** Opening DATA FOR ANALYSIS block **

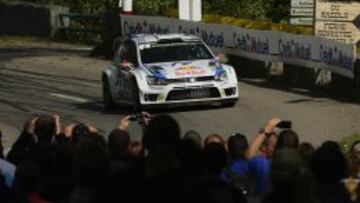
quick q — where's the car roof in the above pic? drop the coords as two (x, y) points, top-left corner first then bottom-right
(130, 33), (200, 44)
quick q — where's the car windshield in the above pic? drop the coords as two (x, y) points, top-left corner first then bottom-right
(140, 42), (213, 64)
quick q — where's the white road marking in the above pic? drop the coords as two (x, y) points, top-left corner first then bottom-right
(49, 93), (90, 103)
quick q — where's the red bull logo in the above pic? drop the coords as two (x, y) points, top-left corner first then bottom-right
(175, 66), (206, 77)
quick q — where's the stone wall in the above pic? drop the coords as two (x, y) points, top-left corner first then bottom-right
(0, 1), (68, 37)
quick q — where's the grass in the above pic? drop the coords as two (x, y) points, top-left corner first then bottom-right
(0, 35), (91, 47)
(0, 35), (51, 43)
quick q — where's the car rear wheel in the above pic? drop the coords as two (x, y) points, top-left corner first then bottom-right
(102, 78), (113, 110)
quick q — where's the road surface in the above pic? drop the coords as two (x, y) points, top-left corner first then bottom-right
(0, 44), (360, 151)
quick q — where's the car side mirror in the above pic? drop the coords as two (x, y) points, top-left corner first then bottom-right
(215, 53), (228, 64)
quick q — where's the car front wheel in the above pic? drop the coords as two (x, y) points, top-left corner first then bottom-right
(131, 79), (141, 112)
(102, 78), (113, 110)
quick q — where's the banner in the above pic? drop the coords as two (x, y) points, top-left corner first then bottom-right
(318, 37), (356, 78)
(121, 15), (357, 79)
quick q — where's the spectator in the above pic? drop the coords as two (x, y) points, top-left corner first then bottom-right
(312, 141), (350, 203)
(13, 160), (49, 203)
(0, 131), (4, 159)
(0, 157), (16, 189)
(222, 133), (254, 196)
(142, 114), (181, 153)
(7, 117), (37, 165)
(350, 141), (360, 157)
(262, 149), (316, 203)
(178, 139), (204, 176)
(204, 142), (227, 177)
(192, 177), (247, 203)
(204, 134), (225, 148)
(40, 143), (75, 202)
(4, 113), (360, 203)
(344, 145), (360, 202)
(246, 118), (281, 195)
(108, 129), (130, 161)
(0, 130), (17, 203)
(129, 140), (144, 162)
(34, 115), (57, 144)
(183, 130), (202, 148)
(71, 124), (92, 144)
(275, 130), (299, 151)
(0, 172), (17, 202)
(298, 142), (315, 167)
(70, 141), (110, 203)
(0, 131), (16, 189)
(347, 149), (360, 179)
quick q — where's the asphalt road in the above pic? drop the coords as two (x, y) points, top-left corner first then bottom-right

** Closing DATA FOR ANALYSIS block **
** Opening DATA FOR ANALYSIS block **

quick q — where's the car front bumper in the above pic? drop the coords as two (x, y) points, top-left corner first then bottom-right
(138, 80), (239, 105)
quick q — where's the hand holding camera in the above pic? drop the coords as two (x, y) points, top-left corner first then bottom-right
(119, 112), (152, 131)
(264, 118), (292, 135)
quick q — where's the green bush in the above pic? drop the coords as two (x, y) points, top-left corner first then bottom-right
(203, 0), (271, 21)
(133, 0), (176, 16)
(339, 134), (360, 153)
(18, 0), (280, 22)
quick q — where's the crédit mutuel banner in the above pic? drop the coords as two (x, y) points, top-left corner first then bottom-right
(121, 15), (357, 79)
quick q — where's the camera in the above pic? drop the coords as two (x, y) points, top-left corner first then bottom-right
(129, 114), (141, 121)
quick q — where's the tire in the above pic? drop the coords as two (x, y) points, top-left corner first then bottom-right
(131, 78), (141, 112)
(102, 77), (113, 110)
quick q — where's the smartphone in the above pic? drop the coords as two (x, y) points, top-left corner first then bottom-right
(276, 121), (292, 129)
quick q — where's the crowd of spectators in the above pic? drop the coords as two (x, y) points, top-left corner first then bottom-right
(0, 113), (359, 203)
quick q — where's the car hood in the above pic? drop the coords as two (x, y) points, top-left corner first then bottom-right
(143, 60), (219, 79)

** Closing DATA FOR ANALYSIS block **
** Opening DATA FOR ANALYSIS block **

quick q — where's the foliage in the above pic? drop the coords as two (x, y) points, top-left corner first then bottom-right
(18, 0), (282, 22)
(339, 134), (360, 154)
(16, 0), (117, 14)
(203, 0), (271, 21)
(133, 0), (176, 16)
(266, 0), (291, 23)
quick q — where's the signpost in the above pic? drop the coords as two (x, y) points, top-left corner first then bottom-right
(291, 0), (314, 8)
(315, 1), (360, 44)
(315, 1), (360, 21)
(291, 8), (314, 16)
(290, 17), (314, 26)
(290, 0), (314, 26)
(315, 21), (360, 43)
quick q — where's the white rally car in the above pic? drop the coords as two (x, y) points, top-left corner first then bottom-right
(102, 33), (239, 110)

** Closing DATA FOR ANALYSIS block **

▶ **YOUR GOAL**
Start with the line above that contains "quick q — where's the car front wheel" and end with the line that contains "quick q — where's the asphalt". Write out those lines exactly, and only those.

▶ **RESULT**
quick q — where's the car front wheel in the above pic? drop the coords as two (x, y) points, top-left corner first then bottom-right
(131, 79), (141, 112)
(102, 78), (113, 110)
quick q — where's the banner in the above pic? drop the coords as two (x, y) points, top-left corner first then bottom-right
(318, 37), (356, 78)
(121, 15), (357, 79)
quick q — where's the spectator in the above pic? drop the coords as two (x, y) points, top-left corner first then bottom-right
(312, 141), (350, 203)
(13, 160), (49, 203)
(0, 131), (4, 159)
(0, 157), (16, 189)
(222, 133), (254, 196)
(142, 114), (181, 153)
(7, 117), (37, 165)
(350, 141), (360, 157)
(262, 149), (316, 203)
(178, 139), (204, 176)
(204, 142), (227, 177)
(192, 177), (247, 203)
(204, 134), (225, 148)
(40, 143), (75, 202)
(4, 113), (360, 203)
(344, 145), (360, 202)
(246, 118), (281, 195)
(108, 129), (130, 161)
(0, 130), (17, 203)
(129, 140), (144, 162)
(34, 115), (57, 144)
(183, 130), (202, 148)
(71, 124), (92, 144)
(275, 130), (299, 151)
(0, 172), (17, 202)
(298, 142), (315, 167)
(70, 141), (110, 203)
(0, 131), (16, 189)
(347, 149), (360, 179)
quick q — where's the asphalt road in the above pic? drop the coords as two (x, y) points, top-left corner first then bottom-right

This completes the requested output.